Your task is to copy each line in the listing that includes the word "barrel".
______________________________
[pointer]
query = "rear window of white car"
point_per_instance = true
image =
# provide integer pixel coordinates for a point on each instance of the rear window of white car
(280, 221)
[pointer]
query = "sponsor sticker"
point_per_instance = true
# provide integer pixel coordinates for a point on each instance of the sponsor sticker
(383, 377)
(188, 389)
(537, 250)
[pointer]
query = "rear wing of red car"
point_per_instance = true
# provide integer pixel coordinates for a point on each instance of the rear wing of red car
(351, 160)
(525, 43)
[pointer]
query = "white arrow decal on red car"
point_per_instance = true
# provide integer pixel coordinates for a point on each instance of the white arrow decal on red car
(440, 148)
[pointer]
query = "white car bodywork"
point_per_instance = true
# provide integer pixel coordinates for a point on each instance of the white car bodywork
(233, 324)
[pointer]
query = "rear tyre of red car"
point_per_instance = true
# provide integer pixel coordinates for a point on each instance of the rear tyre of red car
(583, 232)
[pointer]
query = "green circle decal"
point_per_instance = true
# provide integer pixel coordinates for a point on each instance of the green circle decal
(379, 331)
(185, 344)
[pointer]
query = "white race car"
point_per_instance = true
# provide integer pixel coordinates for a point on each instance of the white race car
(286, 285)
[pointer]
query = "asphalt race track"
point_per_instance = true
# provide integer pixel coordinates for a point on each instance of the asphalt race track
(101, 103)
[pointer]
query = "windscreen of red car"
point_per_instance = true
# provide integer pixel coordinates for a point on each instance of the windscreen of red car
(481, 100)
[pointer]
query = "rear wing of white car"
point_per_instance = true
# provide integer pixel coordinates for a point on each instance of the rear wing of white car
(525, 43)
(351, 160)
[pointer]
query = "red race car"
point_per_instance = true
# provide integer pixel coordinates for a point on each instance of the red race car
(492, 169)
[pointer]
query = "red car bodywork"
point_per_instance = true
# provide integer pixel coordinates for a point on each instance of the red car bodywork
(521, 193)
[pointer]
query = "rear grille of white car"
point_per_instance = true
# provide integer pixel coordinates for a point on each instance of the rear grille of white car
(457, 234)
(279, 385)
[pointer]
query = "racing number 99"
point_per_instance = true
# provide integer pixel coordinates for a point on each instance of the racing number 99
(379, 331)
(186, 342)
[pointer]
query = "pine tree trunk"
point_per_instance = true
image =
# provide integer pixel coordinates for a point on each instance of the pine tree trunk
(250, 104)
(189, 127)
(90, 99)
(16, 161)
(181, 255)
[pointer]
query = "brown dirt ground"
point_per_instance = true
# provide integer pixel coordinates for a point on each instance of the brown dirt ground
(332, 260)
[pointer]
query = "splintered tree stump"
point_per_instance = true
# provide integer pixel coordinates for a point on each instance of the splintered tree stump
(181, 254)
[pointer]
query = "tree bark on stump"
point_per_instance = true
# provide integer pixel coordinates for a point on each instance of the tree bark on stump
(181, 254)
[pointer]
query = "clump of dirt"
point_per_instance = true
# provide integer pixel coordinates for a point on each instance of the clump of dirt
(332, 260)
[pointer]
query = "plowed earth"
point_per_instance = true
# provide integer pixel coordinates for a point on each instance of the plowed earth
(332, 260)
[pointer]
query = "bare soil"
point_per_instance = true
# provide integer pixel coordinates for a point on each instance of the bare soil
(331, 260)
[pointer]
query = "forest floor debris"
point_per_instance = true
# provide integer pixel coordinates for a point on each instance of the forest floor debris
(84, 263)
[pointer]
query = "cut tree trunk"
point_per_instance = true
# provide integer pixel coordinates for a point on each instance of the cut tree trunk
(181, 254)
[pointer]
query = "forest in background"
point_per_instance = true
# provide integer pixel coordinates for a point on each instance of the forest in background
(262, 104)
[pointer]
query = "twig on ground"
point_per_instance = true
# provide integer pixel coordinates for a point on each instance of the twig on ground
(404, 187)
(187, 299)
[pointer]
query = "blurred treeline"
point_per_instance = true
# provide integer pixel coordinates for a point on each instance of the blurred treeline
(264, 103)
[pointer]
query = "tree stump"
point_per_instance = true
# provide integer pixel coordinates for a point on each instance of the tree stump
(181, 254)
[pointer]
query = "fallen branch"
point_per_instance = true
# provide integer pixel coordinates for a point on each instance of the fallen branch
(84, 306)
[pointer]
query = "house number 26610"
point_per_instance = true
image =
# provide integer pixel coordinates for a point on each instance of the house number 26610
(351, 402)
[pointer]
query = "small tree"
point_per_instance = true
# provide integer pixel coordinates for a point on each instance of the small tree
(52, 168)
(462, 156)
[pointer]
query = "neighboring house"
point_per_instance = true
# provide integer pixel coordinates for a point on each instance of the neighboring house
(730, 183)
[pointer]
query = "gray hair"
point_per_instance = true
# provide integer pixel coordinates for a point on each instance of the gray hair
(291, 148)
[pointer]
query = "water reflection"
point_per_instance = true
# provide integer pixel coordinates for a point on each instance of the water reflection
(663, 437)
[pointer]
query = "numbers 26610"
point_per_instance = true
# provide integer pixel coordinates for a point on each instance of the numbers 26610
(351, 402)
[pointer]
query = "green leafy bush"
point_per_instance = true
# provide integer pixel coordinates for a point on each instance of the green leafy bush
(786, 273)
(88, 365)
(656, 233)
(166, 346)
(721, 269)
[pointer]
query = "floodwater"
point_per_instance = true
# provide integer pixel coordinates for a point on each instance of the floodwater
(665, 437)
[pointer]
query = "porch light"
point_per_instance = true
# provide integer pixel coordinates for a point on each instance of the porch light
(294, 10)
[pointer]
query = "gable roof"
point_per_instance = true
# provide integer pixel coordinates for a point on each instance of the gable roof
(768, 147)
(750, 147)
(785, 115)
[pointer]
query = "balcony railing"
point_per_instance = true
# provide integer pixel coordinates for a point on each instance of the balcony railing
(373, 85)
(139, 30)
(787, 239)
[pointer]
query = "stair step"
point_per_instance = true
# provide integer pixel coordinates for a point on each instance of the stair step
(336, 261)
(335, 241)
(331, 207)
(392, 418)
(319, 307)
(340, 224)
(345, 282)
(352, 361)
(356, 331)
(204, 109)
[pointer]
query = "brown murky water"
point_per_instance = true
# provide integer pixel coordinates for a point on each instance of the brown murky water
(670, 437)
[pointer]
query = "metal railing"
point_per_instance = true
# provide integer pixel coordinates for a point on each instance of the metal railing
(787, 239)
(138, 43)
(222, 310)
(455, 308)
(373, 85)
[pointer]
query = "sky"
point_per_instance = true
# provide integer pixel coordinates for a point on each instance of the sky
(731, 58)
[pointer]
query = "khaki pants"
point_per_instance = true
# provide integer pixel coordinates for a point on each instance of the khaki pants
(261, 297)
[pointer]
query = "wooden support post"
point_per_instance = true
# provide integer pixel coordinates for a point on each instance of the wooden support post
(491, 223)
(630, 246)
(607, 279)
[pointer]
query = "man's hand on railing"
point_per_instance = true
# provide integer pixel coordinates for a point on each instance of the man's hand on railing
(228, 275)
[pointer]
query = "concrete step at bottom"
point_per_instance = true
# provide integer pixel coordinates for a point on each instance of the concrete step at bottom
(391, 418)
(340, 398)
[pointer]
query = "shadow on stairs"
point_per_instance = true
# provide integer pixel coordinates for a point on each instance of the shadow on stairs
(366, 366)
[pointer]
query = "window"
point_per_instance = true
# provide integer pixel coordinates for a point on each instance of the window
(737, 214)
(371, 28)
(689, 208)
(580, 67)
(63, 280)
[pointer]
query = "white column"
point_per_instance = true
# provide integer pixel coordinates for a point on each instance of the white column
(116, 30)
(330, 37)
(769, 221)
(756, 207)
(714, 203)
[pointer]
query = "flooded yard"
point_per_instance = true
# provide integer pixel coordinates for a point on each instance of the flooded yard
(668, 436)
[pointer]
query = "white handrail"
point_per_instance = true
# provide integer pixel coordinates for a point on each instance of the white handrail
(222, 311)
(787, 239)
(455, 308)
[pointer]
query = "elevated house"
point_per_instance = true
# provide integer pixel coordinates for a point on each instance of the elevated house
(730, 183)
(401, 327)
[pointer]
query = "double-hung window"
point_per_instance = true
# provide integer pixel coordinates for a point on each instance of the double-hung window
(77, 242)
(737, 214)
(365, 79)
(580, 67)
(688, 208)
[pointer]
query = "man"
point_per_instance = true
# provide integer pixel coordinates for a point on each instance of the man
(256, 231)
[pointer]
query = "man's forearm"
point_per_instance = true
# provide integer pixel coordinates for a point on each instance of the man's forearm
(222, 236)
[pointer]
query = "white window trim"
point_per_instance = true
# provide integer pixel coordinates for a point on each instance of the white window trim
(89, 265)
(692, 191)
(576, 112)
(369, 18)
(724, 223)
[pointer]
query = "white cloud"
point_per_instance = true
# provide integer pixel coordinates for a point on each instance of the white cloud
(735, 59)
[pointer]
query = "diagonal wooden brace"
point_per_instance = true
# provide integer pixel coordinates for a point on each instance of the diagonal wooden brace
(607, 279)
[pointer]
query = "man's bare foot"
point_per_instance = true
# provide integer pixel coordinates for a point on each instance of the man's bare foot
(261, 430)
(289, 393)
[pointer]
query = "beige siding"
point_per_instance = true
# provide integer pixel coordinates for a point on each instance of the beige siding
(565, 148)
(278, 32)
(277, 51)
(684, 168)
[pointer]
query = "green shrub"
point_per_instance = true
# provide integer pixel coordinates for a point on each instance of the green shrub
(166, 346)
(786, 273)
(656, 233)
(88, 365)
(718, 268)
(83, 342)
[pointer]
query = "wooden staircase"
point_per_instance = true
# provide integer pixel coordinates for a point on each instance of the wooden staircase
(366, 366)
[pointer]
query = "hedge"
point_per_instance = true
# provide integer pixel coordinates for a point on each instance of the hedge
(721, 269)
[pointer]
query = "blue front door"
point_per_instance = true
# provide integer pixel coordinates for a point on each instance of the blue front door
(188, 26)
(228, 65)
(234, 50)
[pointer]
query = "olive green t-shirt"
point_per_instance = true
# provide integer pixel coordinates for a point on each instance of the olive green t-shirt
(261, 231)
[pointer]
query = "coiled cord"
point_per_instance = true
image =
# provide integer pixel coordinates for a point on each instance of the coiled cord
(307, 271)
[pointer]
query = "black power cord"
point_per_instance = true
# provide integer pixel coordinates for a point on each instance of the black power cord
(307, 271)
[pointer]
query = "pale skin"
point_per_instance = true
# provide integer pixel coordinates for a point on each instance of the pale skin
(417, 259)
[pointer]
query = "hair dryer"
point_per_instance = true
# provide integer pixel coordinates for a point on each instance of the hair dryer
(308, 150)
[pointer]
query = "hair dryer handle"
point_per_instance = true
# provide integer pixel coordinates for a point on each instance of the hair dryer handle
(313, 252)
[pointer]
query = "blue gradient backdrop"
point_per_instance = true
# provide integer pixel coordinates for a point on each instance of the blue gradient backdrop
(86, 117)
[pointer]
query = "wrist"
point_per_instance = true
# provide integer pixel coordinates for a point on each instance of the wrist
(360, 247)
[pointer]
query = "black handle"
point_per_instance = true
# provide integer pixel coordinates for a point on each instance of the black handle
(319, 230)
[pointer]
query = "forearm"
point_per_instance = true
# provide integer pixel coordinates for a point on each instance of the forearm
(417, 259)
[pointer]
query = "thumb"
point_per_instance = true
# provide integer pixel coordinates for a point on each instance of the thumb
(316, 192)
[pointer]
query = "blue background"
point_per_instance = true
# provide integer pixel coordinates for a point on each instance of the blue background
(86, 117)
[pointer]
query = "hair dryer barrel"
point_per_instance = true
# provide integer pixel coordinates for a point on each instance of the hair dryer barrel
______________________________
* _EXERCISE RESULT_
query = "hair dryer barrel"
# provide integer pixel coordinates for a point on each instance of the hair dryer barrel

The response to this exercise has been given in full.